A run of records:

☆ ☆ ☆ ☆

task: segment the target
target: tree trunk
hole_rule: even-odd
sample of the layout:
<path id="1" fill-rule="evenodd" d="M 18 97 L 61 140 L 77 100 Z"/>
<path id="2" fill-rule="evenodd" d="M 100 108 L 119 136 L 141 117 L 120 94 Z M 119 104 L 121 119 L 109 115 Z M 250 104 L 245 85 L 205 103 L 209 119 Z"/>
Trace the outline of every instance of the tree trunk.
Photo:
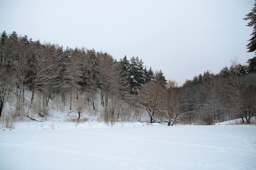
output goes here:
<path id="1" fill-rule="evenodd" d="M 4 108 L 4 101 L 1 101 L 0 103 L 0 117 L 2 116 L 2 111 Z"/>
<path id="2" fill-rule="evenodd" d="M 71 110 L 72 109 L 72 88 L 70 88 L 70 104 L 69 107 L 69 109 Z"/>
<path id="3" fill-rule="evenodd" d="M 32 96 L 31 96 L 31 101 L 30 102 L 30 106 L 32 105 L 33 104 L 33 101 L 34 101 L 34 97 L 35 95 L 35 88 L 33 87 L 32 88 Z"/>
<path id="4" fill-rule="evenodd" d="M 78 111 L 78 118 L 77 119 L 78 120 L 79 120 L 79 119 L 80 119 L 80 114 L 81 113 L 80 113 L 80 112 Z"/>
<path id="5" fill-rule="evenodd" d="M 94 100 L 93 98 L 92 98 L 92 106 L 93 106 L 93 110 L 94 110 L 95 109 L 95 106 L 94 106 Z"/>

☆ ☆ ☆ ☆

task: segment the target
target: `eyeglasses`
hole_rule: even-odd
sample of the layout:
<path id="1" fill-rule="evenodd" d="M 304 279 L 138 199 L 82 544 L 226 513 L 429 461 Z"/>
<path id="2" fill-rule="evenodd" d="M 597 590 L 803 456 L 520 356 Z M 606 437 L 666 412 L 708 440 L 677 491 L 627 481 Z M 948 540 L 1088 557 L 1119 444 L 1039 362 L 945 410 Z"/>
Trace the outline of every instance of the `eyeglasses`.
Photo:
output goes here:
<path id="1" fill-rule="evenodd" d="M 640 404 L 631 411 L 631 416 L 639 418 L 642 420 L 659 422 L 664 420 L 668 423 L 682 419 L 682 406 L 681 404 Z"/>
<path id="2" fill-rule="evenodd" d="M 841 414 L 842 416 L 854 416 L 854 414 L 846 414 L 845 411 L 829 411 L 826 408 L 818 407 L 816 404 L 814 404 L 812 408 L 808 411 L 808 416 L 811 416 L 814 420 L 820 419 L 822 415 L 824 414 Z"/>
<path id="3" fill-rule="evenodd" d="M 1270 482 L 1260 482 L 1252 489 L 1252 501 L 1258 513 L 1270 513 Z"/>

☆ ☆ ☆ ☆

## Aim of the task
Select every line of the material above that contains the string "fill", matching case exactly, and copy each of those lines.

## In response
<path id="1" fill-rule="evenodd" d="M 18 97 L 61 140 L 77 100 Z"/>
<path id="2" fill-rule="evenodd" d="M 100 108 L 119 136 L 141 117 L 120 94 Z M 119 104 L 121 119 L 109 115 Z M 250 104 L 245 85 L 205 103 L 209 119 Z"/>
<path id="1" fill-rule="evenodd" d="M 4 108 L 4 101 L 1 101 L 0 103 L 0 117 L 2 116 L 2 111 Z"/>
<path id="2" fill-rule="evenodd" d="M 71 110 L 72 109 L 72 88 L 70 88 L 70 104 L 69 107 L 69 109 Z"/>
<path id="3" fill-rule="evenodd" d="M 32 96 L 31 96 L 31 101 L 30 102 L 30 106 L 32 105 L 33 104 L 33 101 L 34 101 L 34 97 L 35 95 L 35 88 L 33 87 L 32 88 Z"/>
<path id="4" fill-rule="evenodd" d="M 78 111 L 78 118 L 77 119 L 78 120 L 79 120 L 79 119 L 80 119 L 80 114 L 81 113 L 80 113 L 80 112 Z"/>
<path id="5" fill-rule="evenodd" d="M 94 100 L 93 98 L 92 98 L 92 106 L 93 106 L 93 110 L 94 110 L 95 109 L 95 106 L 94 106 Z"/>
<path id="1" fill-rule="evenodd" d="M 304 279 L 138 199 L 82 544 L 226 513 L 429 461 Z"/>
<path id="2" fill-rule="evenodd" d="M 597 590 L 803 456 L 520 356 Z M 606 437 L 666 412 L 708 440 L 677 491 L 627 481 Z M 948 540 L 1088 557 L 1119 444 L 1039 362 L 945 410 Z"/>
<path id="1" fill-rule="evenodd" d="M 640 404 L 631 411 L 631 416 L 639 418 L 642 420 L 659 422 L 664 420 L 668 423 L 682 419 L 682 406 L 681 404 Z"/>
<path id="2" fill-rule="evenodd" d="M 841 414 L 842 416 L 854 416 L 854 414 L 846 414 L 845 411 L 829 411 L 826 408 L 818 407 L 816 404 L 814 404 L 812 408 L 808 411 L 808 416 L 811 416 L 814 420 L 820 419 L 822 415 L 824 414 Z"/>
<path id="3" fill-rule="evenodd" d="M 1270 482 L 1260 482 L 1252 489 L 1252 501 L 1258 513 L 1270 513 Z"/>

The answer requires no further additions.